Switch each "tight boxes" in the records below to "close-fitting boxes" and change nothing else. Leave the pictures out of your answer.

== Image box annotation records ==
===============

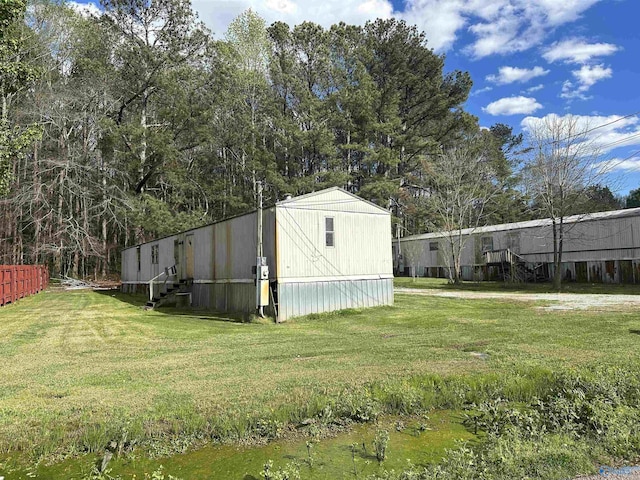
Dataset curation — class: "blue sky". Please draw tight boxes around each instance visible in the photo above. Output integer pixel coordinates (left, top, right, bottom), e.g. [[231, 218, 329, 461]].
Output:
[[76, 0, 640, 194]]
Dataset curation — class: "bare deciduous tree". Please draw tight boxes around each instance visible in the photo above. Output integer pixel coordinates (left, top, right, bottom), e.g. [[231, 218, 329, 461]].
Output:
[[425, 142, 502, 283], [523, 115, 608, 290]]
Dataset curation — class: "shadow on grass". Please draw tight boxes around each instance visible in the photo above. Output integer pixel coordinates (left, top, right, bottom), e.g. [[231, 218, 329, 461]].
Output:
[[95, 288, 262, 323]]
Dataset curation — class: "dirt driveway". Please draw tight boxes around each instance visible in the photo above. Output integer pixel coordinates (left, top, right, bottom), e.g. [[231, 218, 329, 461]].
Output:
[[395, 288, 640, 310]]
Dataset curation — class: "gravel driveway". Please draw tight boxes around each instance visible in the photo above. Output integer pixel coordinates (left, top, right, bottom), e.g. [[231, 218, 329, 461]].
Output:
[[395, 288, 640, 310]]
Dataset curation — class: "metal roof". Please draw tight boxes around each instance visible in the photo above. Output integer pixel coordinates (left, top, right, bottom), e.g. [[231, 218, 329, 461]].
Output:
[[400, 207, 640, 241], [122, 187, 391, 252], [276, 187, 391, 215]]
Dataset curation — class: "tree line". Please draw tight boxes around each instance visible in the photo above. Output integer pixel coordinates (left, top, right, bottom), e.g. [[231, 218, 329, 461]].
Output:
[[0, 0, 628, 276]]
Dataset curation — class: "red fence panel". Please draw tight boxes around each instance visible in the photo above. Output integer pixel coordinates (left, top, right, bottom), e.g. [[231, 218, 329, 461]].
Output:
[[0, 265, 49, 306]]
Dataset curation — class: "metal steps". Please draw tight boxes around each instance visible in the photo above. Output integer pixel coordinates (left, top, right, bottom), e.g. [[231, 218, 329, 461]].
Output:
[[143, 280, 191, 310]]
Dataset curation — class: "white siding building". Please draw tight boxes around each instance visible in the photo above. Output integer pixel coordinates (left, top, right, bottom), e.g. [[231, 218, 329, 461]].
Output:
[[393, 208, 640, 283], [122, 188, 393, 321]]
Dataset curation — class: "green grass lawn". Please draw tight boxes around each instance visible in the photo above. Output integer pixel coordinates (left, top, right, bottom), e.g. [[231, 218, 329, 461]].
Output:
[[393, 277, 640, 295], [0, 291, 640, 466]]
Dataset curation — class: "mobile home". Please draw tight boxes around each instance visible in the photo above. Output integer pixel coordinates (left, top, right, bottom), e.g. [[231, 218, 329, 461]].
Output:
[[393, 208, 640, 283], [122, 188, 393, 321]]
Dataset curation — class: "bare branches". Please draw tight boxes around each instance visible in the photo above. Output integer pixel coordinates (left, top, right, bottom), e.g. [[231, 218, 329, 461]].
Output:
[[522, 115, 608, 290]]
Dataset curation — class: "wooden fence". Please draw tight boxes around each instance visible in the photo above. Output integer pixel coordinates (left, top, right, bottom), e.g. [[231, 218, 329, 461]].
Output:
[[0, 265, 49, 306]]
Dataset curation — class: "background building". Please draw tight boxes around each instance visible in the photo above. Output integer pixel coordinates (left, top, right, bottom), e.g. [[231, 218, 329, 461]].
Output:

===============

== Solved exercise ==
Dataset curation — class: "blue sky". Please draw close-fitting boxes around each instance visible in the photo above. Output integer pixel coordinates (left, top, right, bottom), e.g. [[231, 218, 329, 461]].
Output:
[[76, 0, 640, 194]]
Dataset curation — class: "bare deciduous tree". Please draw close-fitting boxes around each instance visible in the photo above. Output integer pixel coordinates (left, top, right, bottom), e.g. [[231, 218, 329, 461]].
Output:
[[425, 142, 502, 283], [523, 115, 608, 290]]
Dataset curation — class: "shadow on grass". Please draw close-fitting boxes around each instance visible in the photo above. Output integer pixel coordinates (left, top, right, bottom), e.g. [[231, 218, 329, 461]].
Output:
[[95, 288, 262, 323]]
Dataset curation — class: "dirt driveway". Please draw close-fitting boxes around each instance visible in the photo above. Output integer pixel coordinates (left, top, right, bottom), e.g. [[231, 218, 329, 461]].
Output:
[[395, 288, 640, 310]]
Dataset curation — class: "gravel driveway". Please draw close-fitting boxes around each instance visible in the photo above. Output integer pixel coordinates (left, top, right, bottom), e.g. [[231, 218, 329, 461]].
Output:
[[395, 288, 640, 310]]
Dataset curation — class: "metal roof". Please draw close-fitting boxes around each instance visible in the photo above. Output integer pixel coordinates (left, top, right, bottom), e.g. [[231, 218, 329, 461]].
Output:
[[400, 207, 640, 241], [122, 187, 391, 252], [276, 187, 391, 215]]
Dataset curation — class: "tree line". Please draw close-fitting boxes around each instance visible in the photo above. Output integer pixel coordinates (left, top, right, bottom), e.g. [[231, 218, 329, 461]].
Output:
[[0, 0, 628, 276]]
Dataset curation — class: "red fence panel". Please draw close-fitting boxes around each instance visible in the photo above. Output integer pixel coordinates (left, top, right, bottom), e.g. [[231, 218, 329, 461]].
Output:
[[0, 265, 49, 306]]
Dataset curation — class: "metal steps". Please draw close-fitting boxes around each instance visible in the photo above. Output integer pixel coordinates (left, top, right, bottom), e.g. [[231, 218, 329, 461]].
Output:
[[143, 280, 191, 310]]
Dataset curation — class: "white siding building". Please draw close-fitting boxes around each instance visible in the photo above. Output integer pixel coordinates (left, top, right, bottom), e.g. [[231, 218, 329, 461]].
Output:
[[393, 208, 640, 283], [122, 188, 393, 321]]
Dataset curation — class: "green grass lawn". Please draw close-fitting boxes around each instance visible in the photo above. Output integer pixel coordinates (left, top, right, bottom), e.g. [[231, 218, 329, 461]].
Output:
[[393, 277, 640, 295], [0, 291, 640, 466]]
Dataset curation — class: "mobile home". Please draw close-fitting boxes around each instance visible in the photo above. Output integer pixel coordinates (left, top, right, bottom), e.g. [[231, 218, 329, 461]].
Output:
[[393, 208, 640, 283], [122, 188, 393, 321]]
Dataset curation — class: "bare branches". Please draw close-fitting boxes around each instance visible in the photo above. Output integer pixel coordinates (left, top, right, bottom), e.g. [[231, 218, 329, 461]].
Output:
[[522, 115, 608, 290]]
Dataset curation — class: "wooden fence". Please draw close-fitting boxes around each instance visible in the photo above. Output integer pixel coordinates (left, top, right, bottom), e.g. [[231, 218, 329, 461]].
Output:
[[0, 265, 49, 306]]
Dataset curation — class: "background building". Please draw close-fitting boxes around each instance visible in the photo above. Output integer pixel coordinates (left, top, right, bottom), e.g. [[231, 218, 329, 461]].
Output:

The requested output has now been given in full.